[WRITTEN EXERCISE 1] Do these statements agree with the Duo II review below: (a) Henrik Schwarz is described as a producer; (b) Be Am is called a duo record; (c) the page was published in October 2022? Answer yes or no for each, quoting the deciding words.
[WRITTEN EXERCISE 2] Can you write the next part of the Duo II review below, picking up after its final sentence?

[PAGE TEXT]
_ _ _ _ _ _ _

Bugge Wesseltoft, Henrik Schwarz, Duo II, Jazzland ***

It has been a good year for fans of Bugge Wesseltoft. First solo bliss on Be Am and now duo dynamism resumes with old mucker producer boffin Henrik Schwarz as the pair get their mojo going again. As was - back in 2011 Very much an über Gott und …

Published: 12 Oct 2022. Updated: 18 months.

It has been a good year for fans of Bugge Wesseltoft. First solo bliss on Be Am and now duo dynamism resumes with old mucker producer boffin Henrik Schwarz as the pair get their mojo going again.

_ _ _ _ _ _ _

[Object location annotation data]
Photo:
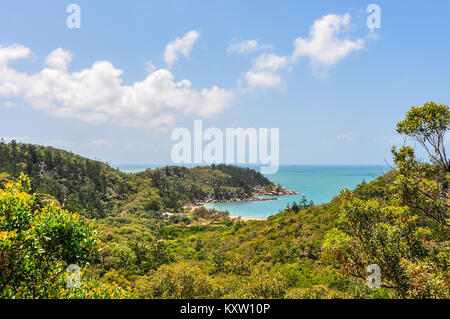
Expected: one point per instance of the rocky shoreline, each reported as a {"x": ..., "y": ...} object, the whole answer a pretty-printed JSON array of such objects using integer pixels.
[{"x": 259, "y": 191}]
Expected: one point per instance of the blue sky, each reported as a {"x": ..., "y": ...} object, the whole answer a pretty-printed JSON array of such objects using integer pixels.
[{"x": 335, "y": 101}]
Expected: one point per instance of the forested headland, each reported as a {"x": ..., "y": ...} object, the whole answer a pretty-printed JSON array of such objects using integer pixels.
[{"x": 58, "y": 208}]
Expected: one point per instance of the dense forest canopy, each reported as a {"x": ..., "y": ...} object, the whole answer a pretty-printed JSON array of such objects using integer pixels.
[
  {"x": 399, "y": 222},
  {"x": 96, "y": 190}
]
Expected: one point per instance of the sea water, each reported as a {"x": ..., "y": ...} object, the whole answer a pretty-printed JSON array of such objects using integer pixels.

_ _ _ _ _ _ _

[RESULT 1]
(a) Yes: "old mucker producer boffin Henrik Schwarz"
(b) No: "First solo bliss on Be Am"
(c) Yes: "Published: 12 Oct 2022."

[RESULT 2]
As was - back in 2011

Very much an über Gott und die Welt kind of record rather than uber as in 'taxi!' an open ended conversation that takes in a whole lot. By all means take a trip to a prog clubby electronica destination. Kinetic keyboardism is one major element but the whole thing is more than the sum of its parts and production is ace. Not so pushed on the vocals on 'Eye For an Eye' or the twinkling windmills of your mind conveyed on 'One Two' but such carping doesn't matter too much because the better bits dwarf the fluffier passages. The clubbiness of 'Basstorious', I guess a cunning pun on bass and at a pinch Pastorius as in Jaco, shoot me if not (other oriousnesses are available), is far better the weather report here prevailingly sunshine and showers. That track features agile trumpeter Sebastian Studnitzky who sounds quite designery here. And yet that is a mortal danger that the album teeters with because in that uxorious bonfire of the vanities there be dragons. No one wants a coffee table kind of outcome after all.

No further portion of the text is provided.